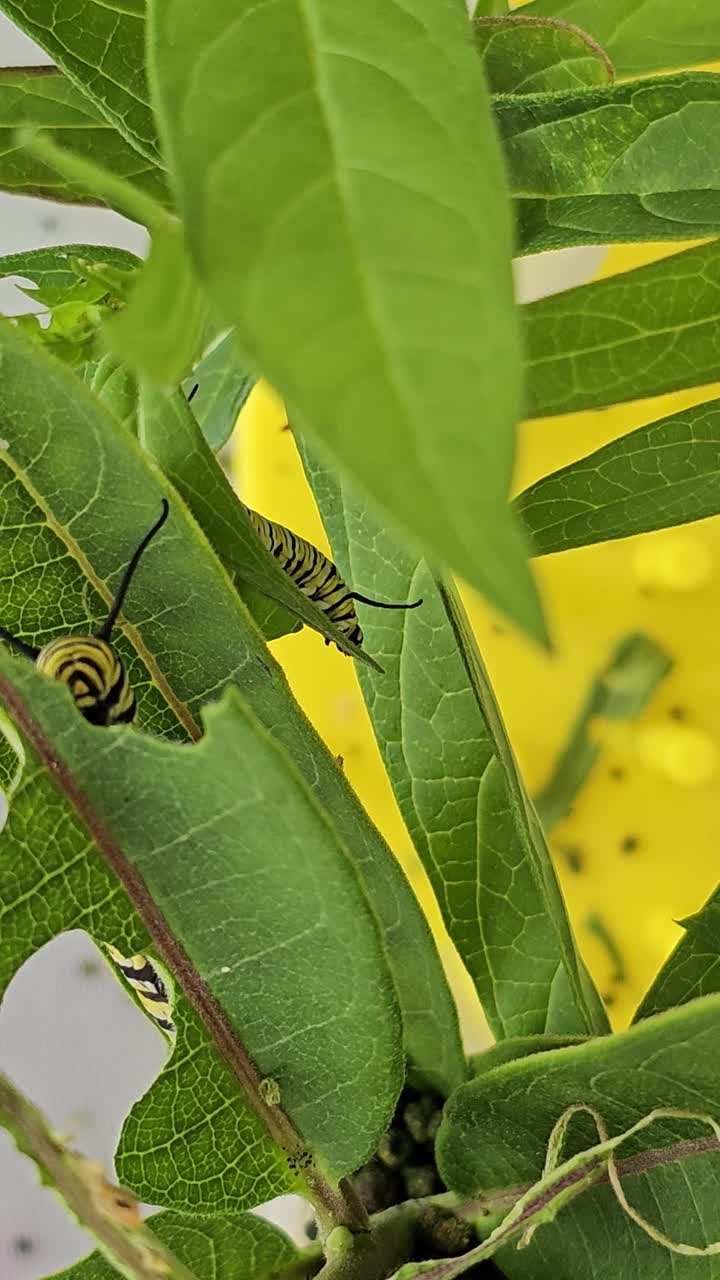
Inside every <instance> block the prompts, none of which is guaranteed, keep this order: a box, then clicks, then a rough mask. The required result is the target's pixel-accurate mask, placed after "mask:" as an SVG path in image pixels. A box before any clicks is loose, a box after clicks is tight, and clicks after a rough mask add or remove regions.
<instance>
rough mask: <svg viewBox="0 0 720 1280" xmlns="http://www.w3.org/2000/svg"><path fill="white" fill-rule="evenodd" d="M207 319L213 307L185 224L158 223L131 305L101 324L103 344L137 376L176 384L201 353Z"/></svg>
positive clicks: (152, 238)
mask: <svg viewBox="0 0 720 1280" xmlns="http://www.w3.org/2000/svg"><path fill="white" fill-rule="evenodd" d="M170 298H172V303H170V302H169V300H170ZM206 321H208V305H206V302H205V298H204V296H202V292H201V289H200V285H199V283H197V278H196V275H195V270H193V268H192V262H191V261H190V257H188V255H187V251H186V243H184V233H183V229H182V227H181V225H179V223H168V224H167V225H160V227H155V228H154V229H152V243H151V247H150V256H149V259H147V261H146V262H145V265H143V268H142V270H141V271H140V274H138V278H137V283H136V284H135V288H133V289H132V293H131V296H129V298H128V305H127V307H124V308H123V310H122V311H118V312H117V315H113V316H110V317H109V319H108V320H106V321H105V324H104V326H102V338H104V342H105V343H106V346H108V348H109V349H110V352H111V353H113V355H114V356H117V358H118V360H120V361H123V362H124V364H127V365H129V367H131V369H133V370H135V371H136V372H137V374H143V375H146V376H147V378H151V379H152V380H154V381H155V383H156V384H158V385H165V387H174V385H177V383H179V381H181V379H183V378H184V376H186V375H187V372H188V370H190V369H191V367H192V365H193V362H195V360H196V358H197V356H199V353H200V351H201V347H202V340H204V337H205V333H206Z"/></svg>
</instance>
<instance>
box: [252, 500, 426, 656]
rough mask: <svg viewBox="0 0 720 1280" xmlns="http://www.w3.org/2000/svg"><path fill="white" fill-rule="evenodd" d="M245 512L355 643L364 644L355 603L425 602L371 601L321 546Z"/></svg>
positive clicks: (296, 578)
mask: <svg viewBox="0 0 720 1280" xmlns="http://www.w3.org/2000/svg"><path fill="white" fill-rule="evenodd" d="M245 509H246V512H247V515H249V517H250V521H251V524H252V527H254V529H255V532H256V534H258V536H259V538H260V540H261V543H263V545H264V547H265V548H266V549H268V550H269V552H270V553H272V554H273V556H274V558H275V559H277V562H278V564H279V566H281V568H282V570H284V572H286V573H287V576H288V577H291V579H292V581H293V582H295V585H296V586H299V588H300V590H301V591H302V593H304V594H305V595H306V596H307V598H309V599H310V600H313V603H314V604H316V605H318V607H319V608H320V609H322V611H323V613H324V614H325V617H327V618H328V620H329V621H331V622H334V625H336V627H337V628H338V631H341V632H342V635H343V636H346V637H347V639H348V640H350V641H351V643H352V644H356V645H361V644H363V628H361V626H360V622H359V620H357V612H356V609H355V603H354V602H355V600H360V603H361V604H370V605H372V607H373V608H375V609H416V608H418V605H419V604H421V603H423V602H421V600H413V603H411V604H386V603H384V600H370V599H369V598H368V596H366V595H360V593H359V591H351V590H350V588H348V586H347V582H345V580H343V579H342V577H341V575H340V572H338V568H337V566H336V564H333V562H332V561H331V559H328V557H327V556H324V554H323V552H322V550H319V548H318V547H314V545H313V543H309V541H306V539H305V538H301V536H300V535H299V534H293V532H292V530H291V529H286V527H284V525H278V524H275V521H274V520H268V518H266V517H265V516H261V515H260V513H259V512H258V511H252V509H251V508H250V507H246V508H245ZM325 644H329V640H325Z"/></svg>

^^^^

Assignment
Copy out all the lines above word for word, but leave out the pictures.

Response box
Inside every <instance> block the prompts, none of which is guaranteed, keep this order: a box, then clicks, then a rough mask. The required result is the target's pixel-accurate mask, placed after "mask:" as an SVG path in image pixels. A box before any clicks is loose, a box after clicks is tight, and clicks after a rough mask add or remove regions.
<instance>
rough mask: <svg viewBox="0 0 720 1280" xmlns="http://www.w3.org/2000/svg"><path fill="white" fill-rule="evenodd" d="M207 319L213 307L185 224L158 223L131 305L101 324L103 344L137 376L176 384L201 353Z"/></svg>
positive clicks: (152, 238)
mask: <svg viewBox="0 0 720 1280" xmlns="http://www.w3.org/2000/svg"><path fill="white" fill-rule="evenodd" d="M170 298H172V303H170V302H169V300H170ZM206 321H208V305H206V302H205V298H204V296H202V292H201V289H200V285H199V283H197V278H196V275H195V270H193V268H192V262H191V261H190V257H188V255H187V251H186V243H184V233H183V229H182V227H181V225H179V223H168V224H167V225H160V227H155V228H154V229H152V243H151V247H150V256H149V259H147V261H146V262H145V265H143V268H142V270H141V271H140V274H138V278H137V283H136V284H135V288H133V289H132V293H131V296H129V298H128V305H127V307H124V308H123V310H122V311H118V312H117V315H113V316H110V317H109V319H108V320H106V321H105V324H104V326H102V338H104V342H105V343H106V346H108V348H109V349H110V352H111V353H113V355H114V356H117V358H118V360H120V361H123V362H124V364H127V365H129V367H131V369H133V370H135V371H136V372H137V374H143V375H146V376H147V378H151V379H152V380H154V381H155V383H156V384H158V385H165V387H174V385H177V383H179V381H181V379H183V378H184V376H186V375H187V372H188V370H190V369H191V367H192V365H193V362H195V360H196V358H197V356H199V353H200V351H201V347H202V340H204V337H205V333H206Z"/></svg>
</instance>
<instance>
box: [252, 500, 426, 656]
rough mask: <svg viewBox="0 0 720 1280" xmlns="http://www.w3.org/2000/svg"><path fill="white" fill-rule="evenodd" d="M245 512L355 643L364 644L355 603L425 602L371 601L321 546Z"/></svg>
positive clicks: (296, 578)
mask: <svg viewBox="0 0 720 1280" xmlns="http://www.w3.org/2000/svg"><path fill="white" fill-rule="evenodd" d="M245 509H246V512H247V515H249V517H250V521H251V524H252V527H254V529H255V532H256V534H258V536H259V538H260V540H261V543H263V545H264V547H265V548H266V549H268V550H269V552H270V553H272V554H273V556H274V558H275V559H277V562H278V564H279V566H281V568H282V570H284V572H286V573H287V576H288V577H291V579H292V581H293V582H295V585H296V586H299V588H300V590H301V591H302V593H304V594H305V595H306V596H307V598H309V599H310V600H313V603H314V604H316V605H318V607H319V608H320V609H322V611H323V613H324V614H325V617H327V618H328V620H329V621H331V622H334V625H336V627H337V628H338V631H341V632H342V635H343V636H346V637H347V639H348V640H350V641H351V643H352V644H356V645H361V644H363V628H361V626H360V622H359V620H357V612H356V609H355V603H354V602H355V600H360V603H361V604H370V605H372V607H373V608H375V609H416V608H418V605H419V604H421V603H423V602H421V600H413V603H411V604H386V603H384V600H370V599H369V598H368V596H366V595H360V593H359V591H351V590H350V588H348V586H347V582H345V580H343V579H342V577H341V575H340V572H338V568H337V566H336V564H333V562H332V561H331V559H328V557H327V556H324V554H323V552H322V550H319V548H318V547H314V545H313V543H309V541H306V539H305V538H301V536H300V535H299V534H293V532H292V530H291V529H286V527H284V525H278V524H275V521H274V520H268V518H266V517H265V516H261V515H260V513H259V512H258V511H252V509H251V508H250V507H246V508H245ZM325 644H329V640H325Z"/></svg>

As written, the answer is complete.